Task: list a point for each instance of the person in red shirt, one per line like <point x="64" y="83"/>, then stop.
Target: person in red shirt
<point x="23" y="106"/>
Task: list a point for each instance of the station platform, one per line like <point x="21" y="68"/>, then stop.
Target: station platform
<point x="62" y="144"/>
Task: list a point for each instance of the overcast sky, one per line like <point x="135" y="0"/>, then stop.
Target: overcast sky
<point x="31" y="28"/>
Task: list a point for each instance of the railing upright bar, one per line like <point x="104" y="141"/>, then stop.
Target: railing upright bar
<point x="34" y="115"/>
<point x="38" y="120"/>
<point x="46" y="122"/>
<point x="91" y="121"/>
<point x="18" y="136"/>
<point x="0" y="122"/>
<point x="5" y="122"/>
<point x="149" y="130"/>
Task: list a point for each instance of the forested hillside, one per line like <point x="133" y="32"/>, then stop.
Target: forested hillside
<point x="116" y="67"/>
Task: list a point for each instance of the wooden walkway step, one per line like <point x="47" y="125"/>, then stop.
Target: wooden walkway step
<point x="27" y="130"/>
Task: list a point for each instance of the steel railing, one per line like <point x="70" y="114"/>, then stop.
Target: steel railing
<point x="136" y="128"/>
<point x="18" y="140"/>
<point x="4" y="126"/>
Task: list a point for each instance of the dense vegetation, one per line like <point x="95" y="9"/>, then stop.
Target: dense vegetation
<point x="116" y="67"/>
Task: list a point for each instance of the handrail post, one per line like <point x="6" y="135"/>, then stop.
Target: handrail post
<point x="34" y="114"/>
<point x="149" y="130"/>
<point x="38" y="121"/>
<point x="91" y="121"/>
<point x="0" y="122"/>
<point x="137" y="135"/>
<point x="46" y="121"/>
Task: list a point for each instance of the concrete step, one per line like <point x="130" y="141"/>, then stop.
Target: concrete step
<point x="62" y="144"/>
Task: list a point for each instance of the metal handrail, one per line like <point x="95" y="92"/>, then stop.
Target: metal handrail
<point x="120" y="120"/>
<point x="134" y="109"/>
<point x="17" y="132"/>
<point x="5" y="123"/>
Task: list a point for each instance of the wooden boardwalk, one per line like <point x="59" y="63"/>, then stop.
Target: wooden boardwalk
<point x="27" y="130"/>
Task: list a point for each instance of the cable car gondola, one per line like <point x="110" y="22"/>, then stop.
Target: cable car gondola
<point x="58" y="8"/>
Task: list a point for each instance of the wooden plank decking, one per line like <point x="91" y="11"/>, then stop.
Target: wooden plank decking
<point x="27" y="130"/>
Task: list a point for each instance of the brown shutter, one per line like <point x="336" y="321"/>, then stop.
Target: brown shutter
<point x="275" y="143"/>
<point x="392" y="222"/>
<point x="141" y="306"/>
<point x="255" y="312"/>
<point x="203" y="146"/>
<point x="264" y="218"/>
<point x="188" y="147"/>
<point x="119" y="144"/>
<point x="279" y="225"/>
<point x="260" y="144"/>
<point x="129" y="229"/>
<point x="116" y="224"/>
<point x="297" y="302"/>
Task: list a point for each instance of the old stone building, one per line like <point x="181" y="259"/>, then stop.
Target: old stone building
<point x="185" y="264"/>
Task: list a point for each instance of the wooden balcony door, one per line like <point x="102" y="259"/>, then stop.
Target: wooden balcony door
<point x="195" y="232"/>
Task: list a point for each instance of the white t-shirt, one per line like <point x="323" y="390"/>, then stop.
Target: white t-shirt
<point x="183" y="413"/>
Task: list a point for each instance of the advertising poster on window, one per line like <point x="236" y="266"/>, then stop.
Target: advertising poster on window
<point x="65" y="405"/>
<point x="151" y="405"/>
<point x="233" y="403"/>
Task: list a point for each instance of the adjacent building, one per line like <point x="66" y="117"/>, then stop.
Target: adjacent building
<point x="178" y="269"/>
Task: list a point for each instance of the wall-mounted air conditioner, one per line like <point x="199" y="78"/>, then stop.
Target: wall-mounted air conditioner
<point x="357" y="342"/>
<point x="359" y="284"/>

* What is required
Set down exactly what runs from the line with "Task: list a point for each instance of the wall-mounted" to the last line of the data above, including both of those lines and no others.

* Response to the exercise
Task: list a point for each instance of the wall-mounted air conditioner, one per line like <point x="199" y="78"/>, then stop.
Target: wall-mounted air conditioner
<point x="357" y="342"/>
<point x="359" y="284"/>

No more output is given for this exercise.